Page excerpt:
▽

# Fisher MM for 93 Wrangler



## CountryYards (Dec 11, 2017)

Hello. First post here. I recently bought a 93 Wrangler as a backup for my plowing business, and also scored a Fisher Minute Mount 1 plow for $100 in decent shape. I called the dealer today because I still need the wiring harness and the mount, and they told me that the mounts are not made for the 93 wrangler. Anyone else run into this? Is there an easy way to mount this plow or will I be forced to fabricate what I need? Thanks.

Steve


----------



## info4tim (Oct 27, 2013)

Craigslist


----------



## FredG (Oct 15, 2012)

Ebay, Junkyards,


----------



## CountryYards (Dec 11, 2017)

So, what you guys are telling me is that the correct part exists but is no longer made? 

Perhaps I should mention that I have been plowing for only a few years and am new to installing plows, and am just learning about the wonders of plow brands, parts, etc. Am I looking for a mount for this specific vehicle or do guys have to generally perform at least some fab work when installing, especially on older vehicles?


----------



## FredG (Oct 15, 2012)

CountryYards said:


> So, what you guys are telling me is that the correct part exists but is no longer made?
> 
> Perhaps I should mention that I have been plowing for only a few years and am new to installing plows, and am just learning about the wonders of plow brands, parts, etc. Am I looking for a mount for this specific vehicle or do guys have to generally perform at least some fab work when installing, especially on older vehicles?


Well you spoke with the Dealer, Did he say they just flat out don't make them or they no longer make them because it's a old truck. We are assuming you can't get the parts because it's a old truck this is why in the upper post someone suggested CL and I said Ebay or junkyard.

Yes if the parts were never manufactured for that vehicle you will have to fab something no big thing just will take a few bucks.


----------



## CountryYards (Dec 11, 2017)

△

Required tasks:
A – Could you return the stretch of the Wrangler plow thread from "Hello. First post" through "I need? Thanks."?
B – Can you take the Wrangler plow thread further from the point where it stops?
The records after the Wrangler plow thread are separate material.

Data records:
▽

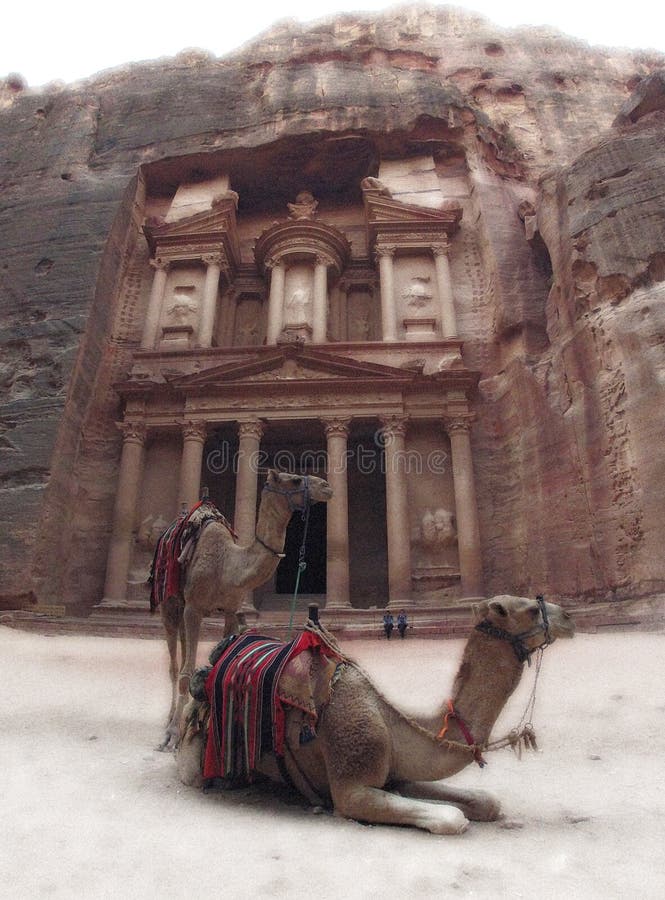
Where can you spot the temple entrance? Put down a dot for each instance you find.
(368, 542)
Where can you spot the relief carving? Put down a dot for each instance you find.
(304, 207)
(183, 310)
(417, 294)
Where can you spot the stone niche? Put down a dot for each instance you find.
(432, 522)
(417, 299)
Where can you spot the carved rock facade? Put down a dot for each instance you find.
(417, 252)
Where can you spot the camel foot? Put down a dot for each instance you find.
(171, 739)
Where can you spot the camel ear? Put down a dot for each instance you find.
(479, 610)
(498, 607)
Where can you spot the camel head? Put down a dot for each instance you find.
(527, 624)
(297, 489)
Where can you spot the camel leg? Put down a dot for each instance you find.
(370, 804)
(479, 806)
(171, 611)
(191, 621)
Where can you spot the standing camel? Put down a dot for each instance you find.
(221, 572)
(378, 764)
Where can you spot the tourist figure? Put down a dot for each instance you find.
(402, 624)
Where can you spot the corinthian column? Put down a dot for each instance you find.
(276, 301)
(387, 281)
(397, 510)
(445, 289)
(193, 439)
(151, 325)
(320, 304)
(337, 543)
(124, 512)
(244, 515)
(213, 262)
(466, 509)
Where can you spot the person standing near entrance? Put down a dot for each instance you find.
(401, 623)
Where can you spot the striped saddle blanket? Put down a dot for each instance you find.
(175, 548)
(248, 689)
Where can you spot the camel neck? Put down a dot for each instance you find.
(487, 676)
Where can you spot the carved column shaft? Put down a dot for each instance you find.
(397, 510)
(155, 304)
(276, 302)
(193, 439)
(124, 512)
(466, 508)
(445, 287)
(320, 305)
(387, 279)
(337, 541)
(209, 304)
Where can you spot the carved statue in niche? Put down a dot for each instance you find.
(304, 207)
(149, 532)
(417, 294)
(183, 310)
(360, 319)
(435, 535)
(248, 324)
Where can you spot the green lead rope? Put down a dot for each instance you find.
(302, 565)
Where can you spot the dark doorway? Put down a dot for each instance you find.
(313, 579)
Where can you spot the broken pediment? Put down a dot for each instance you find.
(289, 364)
(213, 231)
(405, 224)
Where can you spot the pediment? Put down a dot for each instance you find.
(388, 218)
(285, 364)
(211, 229)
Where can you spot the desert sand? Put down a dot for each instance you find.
(91, 809)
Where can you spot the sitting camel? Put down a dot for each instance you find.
(221, 572)
(379, 765)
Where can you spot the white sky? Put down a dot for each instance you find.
(47, 40)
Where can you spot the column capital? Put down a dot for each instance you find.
(337, 426)
(213, 259)
(133, 432)
(394, 425)
(253, 429)
(194, 429)
(459, 423)
(441, 248)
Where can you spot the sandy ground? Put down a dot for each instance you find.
(90, 809)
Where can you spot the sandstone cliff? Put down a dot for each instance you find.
(568, 333)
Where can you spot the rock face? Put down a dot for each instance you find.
(561, 305)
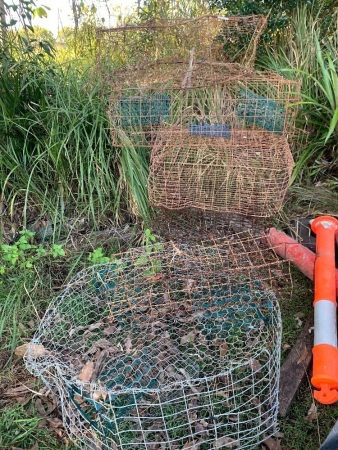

△

Set of answers:
A –
Hello. First post here. I recently bought a 93 Wrangler as a backup for my plowing business, and also scored a Fisher Minute Mount 1 plow for $100 in decent shape. I called the dealer today because I still need the wiring harness and the mount, and they told me that the mounts are not made for the 93 wrangler. Anyone else run into this? Is there an easy way to mount this plow or will I be forced to fabricate what I need? Thanks.

B –
I asked the dealer. He didn't know why. I was hoping someone here might know, or might have some suggestions about substituting parts. I was a machinist and can fab just about anything, but the problem is finding the time to do it. Would rather find something that I can easily pop on, if such a thing exists.


----------



## CountryYards (Dec 11, 2017)

I just talked to the third dealer and he finally did know They do not exist. I guess I will be spending some time in the shop. 

Nobody would happen to have what amounts to a basic design for the 93 wrangler mount, I suppose? :hammerhead:


----------



## TJS (Oct 22, 2003)

I would just find a set of plow truck side ears in the simplest form. The GM K series trucks come to mind. Not sure of the exact years but from 95 up to um some years after 2000 (I don't know) but they would be probably the easiest to modify and they are all over the place.
Here is what I am referring to. I know it shows only one side but you get the idea.

https://newhaven.craigslist.org/pts/d/fisher-minute-mount-2-push/6389556935.html


----------



## CountryYards (Dec 11, 2017)

Thanks for the info.


----------



## theplowmeister (Nov 14, 2006)

They did make speed caster mounts for the Jeep Wrangler (1987 - 95)


----------



## CountryYards (Dec 11, 2017)

Another rookie question. Since Fisher does not have recommendations for 93 wrangler parts, how do I choose the correct wiring harness? I am looking for a used harness if possible.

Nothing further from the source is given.